## DIRECTIONS FOR THIS TASK
Return the records below word for word.

Point-per-instance localization data
- - -

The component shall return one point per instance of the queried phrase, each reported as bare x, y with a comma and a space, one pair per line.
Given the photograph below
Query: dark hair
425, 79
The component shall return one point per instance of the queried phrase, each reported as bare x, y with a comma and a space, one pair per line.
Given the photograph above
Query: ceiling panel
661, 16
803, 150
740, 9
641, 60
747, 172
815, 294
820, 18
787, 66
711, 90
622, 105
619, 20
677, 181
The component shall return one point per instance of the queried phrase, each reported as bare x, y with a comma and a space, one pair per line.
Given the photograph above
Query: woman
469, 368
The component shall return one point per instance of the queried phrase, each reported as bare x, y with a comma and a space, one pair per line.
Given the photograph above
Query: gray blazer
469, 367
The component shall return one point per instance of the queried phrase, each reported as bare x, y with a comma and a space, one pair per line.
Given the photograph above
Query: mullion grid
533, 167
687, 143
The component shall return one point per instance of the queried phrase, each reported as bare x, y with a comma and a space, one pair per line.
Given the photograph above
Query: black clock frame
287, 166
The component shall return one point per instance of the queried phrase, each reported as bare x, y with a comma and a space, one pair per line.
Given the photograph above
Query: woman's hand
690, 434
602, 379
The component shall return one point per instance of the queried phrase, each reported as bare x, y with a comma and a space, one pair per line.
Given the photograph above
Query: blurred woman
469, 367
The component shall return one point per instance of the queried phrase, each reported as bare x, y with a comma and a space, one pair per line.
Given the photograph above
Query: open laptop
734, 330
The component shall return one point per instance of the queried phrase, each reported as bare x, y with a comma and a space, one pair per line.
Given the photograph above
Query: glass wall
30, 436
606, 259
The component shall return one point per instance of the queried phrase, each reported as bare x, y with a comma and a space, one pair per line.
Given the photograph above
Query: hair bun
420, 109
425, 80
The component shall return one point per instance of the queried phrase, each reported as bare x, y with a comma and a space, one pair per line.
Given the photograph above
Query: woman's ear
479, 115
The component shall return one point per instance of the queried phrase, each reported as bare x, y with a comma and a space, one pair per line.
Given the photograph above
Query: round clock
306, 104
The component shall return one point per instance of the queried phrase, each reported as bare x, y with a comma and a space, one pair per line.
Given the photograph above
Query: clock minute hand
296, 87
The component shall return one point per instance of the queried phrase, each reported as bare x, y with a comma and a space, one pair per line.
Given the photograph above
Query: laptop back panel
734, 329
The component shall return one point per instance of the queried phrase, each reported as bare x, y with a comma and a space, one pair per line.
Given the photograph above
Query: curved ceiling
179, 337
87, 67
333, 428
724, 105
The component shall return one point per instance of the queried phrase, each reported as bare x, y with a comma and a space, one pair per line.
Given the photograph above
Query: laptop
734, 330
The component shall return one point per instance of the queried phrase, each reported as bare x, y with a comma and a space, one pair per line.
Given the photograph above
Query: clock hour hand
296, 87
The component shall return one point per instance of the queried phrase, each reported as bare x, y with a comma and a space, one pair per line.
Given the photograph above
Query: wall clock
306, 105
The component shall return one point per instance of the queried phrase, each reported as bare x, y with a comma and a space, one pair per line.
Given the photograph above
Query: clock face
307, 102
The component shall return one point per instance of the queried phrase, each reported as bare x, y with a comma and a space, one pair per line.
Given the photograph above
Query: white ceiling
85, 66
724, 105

- - -

## ANSWER SPACE
The component shall return one point per instance of the queried phrase, each reported as bare x, y with a comma and a space, one pair per line.
Given the photograph below
Query: dark hair
425, 79
The component shall return one point per instance of the queried phrase, each reported as bare x, y with a comma and a space, one pair per line.
Given the photograph above
Query: ceiling panel
661, 16
803, 150
740, 9
641, 60
747, 172
815, 294
820, 18
787, 66
711, 90
622, 105
619, 20
677, 181
The component shall return one point per instance of the queried phrase, each reported as bare x, y with a comma and a space, one pair per line.
Given the photograph above
Query: woman
469, 368
The component shall return one point per instance of the queried phrase, each reported as bare x, y with a comma and a space, one pair per line.
Given the photograph above
Query: gray blazer
469, 367
The component shall return one point per instance of the queried phrase, each reported as bare x, y with a comma and a space, one pair per line.
Given the photograph above
Query: mullion grid
533, 167
687, 143
The component shall return one point per instance of the queried phrase, each reported as bare x, y with a comma and a space, one pair per line.
Given the photograph above
Query: black clock frame
287, 166
The component shall return one point per instance of the queried phrase, each reported as bare x, y with a comma and a space, one pair per line.
Given the photograph above
Query: woman's hand
690, 434
602, 379
The component shall return one point per instance of the queried phrase, each reported as bare x, y with a comma and a space, one pair per line.
Given the photograph above
Query: blurred woman
469, 367
The component shall return one point per instance of the queried phrase, each reported as bare x, y with a comma and a space, one pair per line.
Given the photograph above
Query: open laptop
734, 330
The component shall return one point per instance of the queried phrase, each reported as bare x, y with a comma and a space, one pair per line.
Given the photograph above
Query: glass wall
30, 436
606, 259
The component shall return one point per instance of the queried phrase, each reported as bare x, y with a comma and a space, one pair per line.
Given the photograph above
Query: hair bun
420, 109
425, 80
The component shall return one point per instance of the queried phrase, each reported as bare x, y with a comma and a space, one pair per line.
Given the photograph above
Query: woman's ear
479, 115
The component shall return one point per instance of the queried phrase, each reported as bare x, y with a comma and a space, one pair per line.
Given the photograph above
Query: round clock
306, 104
The component shall return one point per instance of the queried phrase, each reported as bare x, y with a comma and a space, one pair per line.
Given the photograph above
Query: clock minute hand
296, 87
The component shall return one point per instance of the queried phrase, each reported as bare x, y with a comma and a space, one pair per line.
Given the photograph above
Query: laptop back panel
734, 329
The component shall return one point per instance of the queried phrase, each reported as bare x, y with a comma and a space, one pair per line.
Given the photograph above
Query: curved ceiling
179, 337
87, 67
333, 428
724, 105
The component shall return one point per instance of the queried phrase, each reported as bare x, y with a comma and a space, one pair per line.
Given the photograph above
Query: laptop
734, 330
The component shall return one point per instance of the queried phrase, each reported as bare x, y with a comma and a space, one pair per line.
Given the photograph above
Query: clock hour hand
296, 87
The component shall return one point per instance of the queried phrase, each reported as bare x, y with a comma and a space, one pair per line.
Given the photograph above
Query: wall clock
306, 105
The component shall return one point per instance of the queried phrase, each reported as bare x, y with a comma and a space, one pair per line.
Given the photograph above
Query: clock face
307, 102
The component shall return one point per instance of the queried phrase, each reported as bare x, y with a comma and a space, one pair per line.
Given the photograph above
Query: white ceiling
85, 66
724, 105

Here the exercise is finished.